- **Exercise task a**:
Copy the passage of the page on dimensional design techniques from "A dimension bridge resolves" up to and including "group of salespeople.".

Roles and Aliasing Many business processes involve a dimension in multiple roles. For example, in accounting a transaction may include the employee who makes a purchase, as well as the employee who approves it. There is no need for separate"Purchaser" and "Approver" dimensions. A single "Employee" dimension will do the job. The fact table will have two foreign key references to the Employee dimension--one that represents the purchaser, and one that represents the approver. We use SQL "aliasing" when querying this schema in order to capture the two employee roles.

Advanced Slow Change Techniques If you are lucky, you were able to learn about Type 1 and Type 2 Slowly Changing Dimension techniques from the demo schema. I described these in a previous post. Often, analytic requirements require more.

A Type 3 change allows you to "have it both ways," analyzing all past and future transactions as if the change had occurred (retroactively) or not all.

There are also hybrid approaches, one of which tracks the "transaction-time" version of the changed data element as well as the "current-value" of the data element.

And then there's the time-stamped dimension technique, also called a transaction dimension. In this version, each row receives an effective date/time and an expiration date time. This provides Type 2 functionality, but also allows point-in-time analysis of the dimensional data.

Bridge Tables Perhaps the most confusing technique for the novice dimensional designer is the use of bridge tables. These tables are used when the standard one-to-many relationship between dimension and fact does not apply. There are three situations where bridge tables come in handy:

An attribute bridge resolves situations where a dimension attribute may repeat multiple times. For example, a dimension table called "Company" may include an attribute called "Industry." Some companies have more than one industry. Rather than flattening into "Industry 1," "Industry 2," and so on, an attribute bridge captures as many industries as needed.

A dimension bridge resolves situations where an entire dimension may repeat with respect to facts. For example, there may be multiple salespeople involved in a sale. Instead of loading the fact table with multiple salesperson keys, a dimension bridge gracefully manages the group of salespeople.

A hierarchy bridge resolves situations where a recursive hierarchy exists within a dimension. For example, companies own other companies. At times, users may want to roll transactions up that occur beneath a specific company, or vice versa. Instead of flattening the hierarchy, which imposes limitations and complicates analysis, a hierarchy bridge can be joined to the transaction data in various ways, allowing multiple forms of analysis.

All bridge implementations have implications for usage, or report building. Improper use of a bridge can result in double counting or incorrect results. Bridges also make deployment of business intelligence tools more difficult.

Derived Schemas Useful stars can also be derived from existing stars. Often called "second-line" solutions, these derived schemas can accelerate specific types of analysis with powerful results. The merged fact table combines stars to avoid drilling across. The sliced fact table partitions data based on a dimension value, useful in distributed collection and analysis. The pivoted fact table restructures row-wise data for columnar analysis and vice-versa. And set operation fact tables provide precomputed results for union, intersect and minus operations on existing stars.

Aggregate Schemas One of the reasons the star schema has become so popular is that it provides strong query performance. Still, there are times when we want results to come back faster. Aggregate schemas partially summarize the data in a base schema, allowing the database to compute query results faster. Of course, designers need to identify aggregates that will provide the most help, and queries and reports will receive no benefit unless they actually use the aggregate. Aggregates are usually designed as separate tables, instead of providing multiple levels of summarization in a single star. This avoids double counting errors, and can allow the exploitation of an automated query rewrite mechanism so that applications do not need to be aware of the aggregates.

- **Exercise task b**:
Rewrite every line of the entries below as a numbered list, leaving out the blank lines.

- **Record extracts**:

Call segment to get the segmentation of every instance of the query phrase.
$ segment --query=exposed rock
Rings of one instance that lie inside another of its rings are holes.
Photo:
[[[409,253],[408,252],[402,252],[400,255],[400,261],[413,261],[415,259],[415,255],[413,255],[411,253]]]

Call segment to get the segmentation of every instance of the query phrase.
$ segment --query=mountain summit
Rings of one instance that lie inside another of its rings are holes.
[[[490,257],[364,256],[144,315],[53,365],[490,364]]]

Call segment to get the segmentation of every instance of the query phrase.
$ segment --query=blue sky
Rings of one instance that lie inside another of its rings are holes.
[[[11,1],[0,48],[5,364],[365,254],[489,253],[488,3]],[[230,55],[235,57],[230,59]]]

- **Task answer a**:
A dimension bridge resolves situations where an entire dimension may repeat with respect to facts. For example, there may be multiple salespeople involved in a sale. Instead of loading the fact table with multiple salesperson keys, a dimension bridge gracefully manages the group of salespeople.

- **Task answer b**:
1. Call segment to get the segmentation of every instance of the query phrase.
2. $ segment --query=exposed rock
3. Rings of one instance that lie inside another of its rings are holes.
4. Photo:
5. [[[409,253],[408,252],[402,252],[400,255],[400,261],[413,261],[415,259],[415,255],[413,255],[411,253]]]
6. Call segment to get the segmentation of every instance of the query phrase.
7. $ segment --query=mountain summit
8. Rings of one instance that lie inside another of its rings are holes.
9. [[[490,257],[364,256],[144,315],[53,365],[490,364]]]
10. Call segment to get the segmentation of every instance of the query phrase.
11. $ segment --query=blue sky
12. Rings of one instance that lie inside another of its rings are holes.
13. [[[11,1],[0,48],[5,364],[365,254],[489,253],[488,3]],[[230,55],[235,57],[230,59]]]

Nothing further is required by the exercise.